## Metin pasajı
☆ ☆ ☆
DELİLLERİN DEĞERLENDİRİLMESİ:
Dava, davacı tarafçayapı hizmet bedelinin tahsili için yapılan icra takibine davalı tarafından itiraz edilmesi nedeniyle itirazın iptali iptali istemine ilişkindir.
İnceleme, 6100 sayılı HMK’nın 355. madde hükmü uyarınca istinaf dilekçesinde belirtilen sebeplerle sınırlı olarak ve kamu düzenine aykırı hususların olup olmadığı gözetilerek yapılmıştır.
Davacı … Şirketi ile davalı şirket arasında 27.04.2006 tarihinde yapılan “Yapı Denetim Hizmet Sözleşmesi” ile davacı şirketin , davalıya ait Bursa İli Görükle Belediyesi Görükle köyü adresindeki, tapunun H21C02C2D/ 658/ 11 PAFTA/ADA/PARSEL numarasında kayıtlı arsa üzerine yapılacak bodrum katları hariç 2 kat 1268 m2 inşaat alanı bulunan yapının proje,ruhsat ve eklerine uygun olarak yapılmasının denetlenmesi ve yapı kullanma izninin alınması hizmetini üstlendiği, sözleşme gereği 12.415,88 TL larak belirlenen hizmet bedelinin %20 si (KDV dahil 2930,15TL) peşinat olarak davalı tarafından 28.04.2006 tarihinde beldiyeye ait banka hesabına yatırıldığı sabittir.
Davacı tarafça davalı aleyhine Bursa 18.İcra Müdürlüğü’nün 2012017/4987 E.Sayılı dosyası ile 14.470,96 TL asıl alacak, 3.281,24 TL işlemiş faiz olmak üzere toplam 17.470,96 TL alacağın tahsili için ilamsız takip yaptığı, takibin 26/02/2015 faiz başlangıç tarihli 14.470,96 TL tutarındaki 184391 yibf no.lu kesin hesap rapora dayandığı, davalı tarafça takibe itiraz edilmesi üzerine eldeki itirazın iptali davasının açıldığı anlaşlımşıtır.
☆ ☆ ☆
## Veri bölümü
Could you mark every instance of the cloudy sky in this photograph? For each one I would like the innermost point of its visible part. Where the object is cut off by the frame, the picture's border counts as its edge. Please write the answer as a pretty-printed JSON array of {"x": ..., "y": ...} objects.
☆ ☆ ☆
## Yapılacak görev
Metin pasajına göre davacı şirket ile davalı şirket arasındaki "Yapı Denetim Hizmet Sözleşmesi" hangi tarihte yapılmıştır?

## Tam çözüm
27.04.2006 tarihinde.